* PROMPT A:
In the article on negotiated rates, reproduce the passage starting with "The Centers for" and going on through "fiscal year 2022.", substituting "Wednesday" for "Tuesday".
* PROMPT B:
Answer these questions from the article on negotiated rates:
(i) By what percentage would the proposed rule increase Medicare's inpatient prospective payment, and for which fiscal year?
(ii) In what kind of publication did CMS make its quoted statement?
(iii) According to CMS, what will the proposed repeal avoid imposing on hospitals?

* TEXT PROVIDED:

- - -

CMS To Repeal Public Disclosure Of Payer-Provider Negotiated Rates


The Centers for Medicare & Medicare Services on Tuesday unveiled a sweeping proposed rule that would nullify the mandated public disclosure of negotiated rates between payers and providers and increase by 2.8% Medicare’s inpatient prospective payment in fiscal year 2022.

“The rule’s provisions seek to sustain hospital readiness to respond to future public health threats, enhance the health care workforce in rural and underserved communities, and revise scoring, payment and public quality data reporting methods to lessen the adverse impacts of the pandemic and future unplanned events,” CMS said in a media release, adding that the proposed repeal of “collection of market-based rate information on the Medicare cost report and the market-based MS-DRG relative weight methodology… will avoid imposing additional unnecessary burden on hospitals.”

- - -

* EXTRACTED MATERIAL:
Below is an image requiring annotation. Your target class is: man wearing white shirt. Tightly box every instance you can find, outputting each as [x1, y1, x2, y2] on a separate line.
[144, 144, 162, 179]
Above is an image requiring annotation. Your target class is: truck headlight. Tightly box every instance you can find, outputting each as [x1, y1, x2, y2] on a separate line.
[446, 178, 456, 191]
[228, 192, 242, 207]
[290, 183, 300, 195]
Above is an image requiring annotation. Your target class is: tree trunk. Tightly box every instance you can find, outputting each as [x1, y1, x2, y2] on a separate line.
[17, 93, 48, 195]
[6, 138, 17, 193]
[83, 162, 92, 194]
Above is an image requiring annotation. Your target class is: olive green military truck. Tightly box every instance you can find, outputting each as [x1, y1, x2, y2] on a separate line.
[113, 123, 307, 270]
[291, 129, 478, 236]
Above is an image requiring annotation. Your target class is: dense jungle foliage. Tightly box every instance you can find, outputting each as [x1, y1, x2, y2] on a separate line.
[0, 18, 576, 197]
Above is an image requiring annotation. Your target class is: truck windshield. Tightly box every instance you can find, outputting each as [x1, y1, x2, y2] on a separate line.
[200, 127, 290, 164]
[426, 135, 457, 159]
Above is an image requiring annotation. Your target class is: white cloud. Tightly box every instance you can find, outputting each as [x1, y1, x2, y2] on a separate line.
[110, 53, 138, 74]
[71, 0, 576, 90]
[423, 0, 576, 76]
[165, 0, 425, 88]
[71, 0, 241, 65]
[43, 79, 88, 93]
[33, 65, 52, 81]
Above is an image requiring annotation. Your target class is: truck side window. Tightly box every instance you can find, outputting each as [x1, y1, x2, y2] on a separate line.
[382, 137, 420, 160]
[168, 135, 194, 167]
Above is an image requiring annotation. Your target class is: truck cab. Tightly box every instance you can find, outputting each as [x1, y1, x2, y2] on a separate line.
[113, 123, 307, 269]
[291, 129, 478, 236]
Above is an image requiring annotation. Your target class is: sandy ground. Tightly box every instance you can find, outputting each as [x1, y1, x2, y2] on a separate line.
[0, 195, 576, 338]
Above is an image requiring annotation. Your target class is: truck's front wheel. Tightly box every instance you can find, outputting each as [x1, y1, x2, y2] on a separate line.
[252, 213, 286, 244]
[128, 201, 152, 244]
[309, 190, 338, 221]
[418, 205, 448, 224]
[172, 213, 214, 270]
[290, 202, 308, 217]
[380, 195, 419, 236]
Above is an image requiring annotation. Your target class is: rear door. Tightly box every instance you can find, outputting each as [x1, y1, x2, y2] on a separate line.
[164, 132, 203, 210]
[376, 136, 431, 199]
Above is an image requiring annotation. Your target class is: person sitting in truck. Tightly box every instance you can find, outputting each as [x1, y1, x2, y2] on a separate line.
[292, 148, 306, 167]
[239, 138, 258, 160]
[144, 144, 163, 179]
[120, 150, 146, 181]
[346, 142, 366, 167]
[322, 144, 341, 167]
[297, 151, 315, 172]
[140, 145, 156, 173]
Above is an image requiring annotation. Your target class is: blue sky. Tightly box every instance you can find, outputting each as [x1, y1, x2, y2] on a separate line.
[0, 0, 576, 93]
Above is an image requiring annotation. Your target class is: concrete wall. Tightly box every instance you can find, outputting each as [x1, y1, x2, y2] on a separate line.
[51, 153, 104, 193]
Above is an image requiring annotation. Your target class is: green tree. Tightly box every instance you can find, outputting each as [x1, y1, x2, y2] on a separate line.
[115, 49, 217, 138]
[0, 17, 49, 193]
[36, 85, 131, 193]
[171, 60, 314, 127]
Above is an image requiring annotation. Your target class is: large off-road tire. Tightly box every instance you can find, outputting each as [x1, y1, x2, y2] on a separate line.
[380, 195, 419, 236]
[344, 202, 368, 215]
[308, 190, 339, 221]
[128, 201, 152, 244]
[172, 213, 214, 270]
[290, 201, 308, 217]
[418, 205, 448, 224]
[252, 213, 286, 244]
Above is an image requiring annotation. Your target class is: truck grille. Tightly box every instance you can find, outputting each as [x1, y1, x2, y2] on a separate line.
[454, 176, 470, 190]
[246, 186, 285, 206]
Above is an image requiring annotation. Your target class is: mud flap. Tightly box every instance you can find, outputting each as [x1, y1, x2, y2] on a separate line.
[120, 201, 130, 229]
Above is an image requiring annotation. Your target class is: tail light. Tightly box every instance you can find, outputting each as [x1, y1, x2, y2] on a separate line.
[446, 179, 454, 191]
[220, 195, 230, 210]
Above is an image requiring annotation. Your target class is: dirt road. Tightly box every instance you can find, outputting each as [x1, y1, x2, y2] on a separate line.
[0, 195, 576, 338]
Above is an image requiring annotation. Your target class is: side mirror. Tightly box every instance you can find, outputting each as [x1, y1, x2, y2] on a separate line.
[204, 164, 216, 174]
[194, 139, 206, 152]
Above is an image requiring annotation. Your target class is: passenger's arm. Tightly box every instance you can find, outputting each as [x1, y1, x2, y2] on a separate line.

- - -

* YOUR RESPONSE A:
The Centers for Medicare & Medicare Services on Wednesday unveiled a sweeping proposed rule that would nullify the mandated public disclosure of negotiated rates between payers and providers and increase by 2.8% Medicare’s inpatient prospective payment in fiscal year 2022.

* YOUR RESPONSE B:
(i) By 2.8%, in fiscal year 2022.
(ii) In a media release.
(iii) Additional unnecessary burden.